The request: Continue the passage on estimating camera parameters for historical satellite and aerial imagery, starting right after its final sentence.

We developed a methodology to accurately estimate camera extrinsic and intrinsic parameters for the KH-9 MC, without the use of manually identified GCPs. This methodology relies on approximate image geolocation and the availability of a reference DEM with a posting similar to, or better than, the output DEMs. It is similar to the methodology proposed by Maurer and Rupper (2015) with the main difference that in their methodology, the camera intrinsic parameters are estimated for each stereo pair based on the tie points only. Our approach optimizes a single set of intrinsic parameters for each satellite mission and uses the reference DEM as an additional constraint during bundle adjustment. Since the intrinsic parameters are estimated for each mission, they can more easily be transferred to other images from the same mission for which the surface conditions or exposure prevent camera parameter estimation. A question arises as to whether the camera intrinsic parameters can be assumed constant for the duration of a mission. Changes in instrument temperature during an orbit or spacecraft vibrations could cause slight changes in these parameters. To test this we estimated intrinsic parameters for individual stereo pairs or consecutive tracks following the same approach used for the full mission. The estimated camera parameters showed some variability but the differences were equally large for images acquired at a few minutes or several weeks interval. Because of this, we attributed the variability in image-pair parameters to the uncertainty of the retrieval method and differences in image quality or scene characteristics, and not to real changes in camera parameters. Pre-flight and on-orbit KH-9 MC camera calibration was performed with 2 μm required accuracy (Burnett, 2012) but the detailed calibration data are not presently available, either still classified or not archived. The release of such information in the future would help to validate our results and improve the quality of the KH-9 MC DEMs.

5.3. Application to Other Historical Image Sources

We further discuss the applicability of the method to other historical data sets such as historical aerial images (Vargo et al., 2017; Girod et al., 2018) or other declassified data (Galiatsatos et al., 2007; Fowler, 2013). The method consists in three main steps: 1) Initialize cameras with approximate geolocation and focal length 2) Co-register the initial DEM with reference terrain model 3) Optimize the camera intrinsic and extrinsic parameters that minimize output DEM offsets relative to the reference elevation data.

The first step requires image geolocation information. The KH-9 MC images and other declassified images provided by the USGS have approximate corner coordinates, often with tens of kilometers of error. This step also requires knowledge of an approximate focal length. Without any prior information, the focal length can be assumed to be similar to the image size. If no geolocation information is available, the automatic identification of tie points between the historical imagery and ancillary imagery with good geolocation information (e.g., Vargo et al., 2017) could offer an alternative, though this approach can be challenging for evolving landscapes or oblique images (Girod et al., 2018).

Given data:
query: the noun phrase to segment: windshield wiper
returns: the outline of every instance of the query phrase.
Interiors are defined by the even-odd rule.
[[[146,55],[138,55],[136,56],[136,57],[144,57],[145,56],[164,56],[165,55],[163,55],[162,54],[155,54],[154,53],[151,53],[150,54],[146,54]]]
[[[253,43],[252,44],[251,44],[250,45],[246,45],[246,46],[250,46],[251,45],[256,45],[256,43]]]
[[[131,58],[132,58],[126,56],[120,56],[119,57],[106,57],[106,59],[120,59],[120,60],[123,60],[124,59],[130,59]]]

Result of the exercise:
The second step is to co-register the initial DEM with a reliable reference. Because topographic features remain much more stable than surface radiance (e.g., seasonal snowcover), finding matches between historical and a reference terrain is much easier than finding matches between two images acquired at different times, with different orientation and posting (Girod et al., 2018). The two DEMs can first be roughly co-registered with a homography using standard feature detection and matching (e.g., SIFT) and an outlier rejection (e.g., RANSAC). The co-registration can then be refined using ICP. The obtained transformation matrix can then be applied to the camera extrinsic matrices to obtain the updated camera positions. To improve success it is recommended to use DEMs with similar posting and with as much stable terrain as possible.

The third step involves generating a sufficiently large and well-distributed sample of GCPs over stable ground to constrain the bundle adjustment for the camera intrinsic refinement. After the output DEM is co-registered to a reference, GCPs can be generated by extracting points from the disparity map and calculating the ground coordinates of these pixels. The “true” elevation of these coordinates can then be sampled from the reference DEM, and the residual elevation difference on stable terrain can be used to refine the intrinsic parameters. The last two steps can be iterated if the initial lens distortion is too large to ensure successful co-registration of the intermediate DEMs.

5.4. Uncertainty in Elevation Changes

We find a 68% confidence interval in KH-9 MC DEM pixel elevations of about 5 m, and less than 15 m at the 95% level, when processed with ASPy. A 5 m uncertainty is equivalent to about one pixel (or 7 microns) in the original images, which is typically the accuracy that can be achieved in the best conditions in a photogrammetric processing. This is an improvement of 2–3 times over previous results obtained from workflows involving manually selected GCPs (Pieczonka et al., 2013; Holzer et al., 2015; Zhou et al., 2018) and similar to other automated workflows (Maurer and Rupper, 2015; Maurer et al., 2019), although some of the earlier studies may have been based on 14 μm resolution scans (Pieczonka et al., 2013, e.g.). We note that our uncertainty estimates are rather conservative as they cover a large variety of images, terrain and do not exclude steep slopes that are prone to larger errors. The estimates also incorporate uncertainties inherent to our reference DEMs used to calculate the elevation difference. The fact that the 68th and 95th percentiles were similar for all reference DEMs (except for “Hist 1977”) suggests that the KH-9 MC DEMs dominate the elevation change uncertainty. Additionally, we demonstrated that uncertainties do not increase for snow and ice-covered terrain.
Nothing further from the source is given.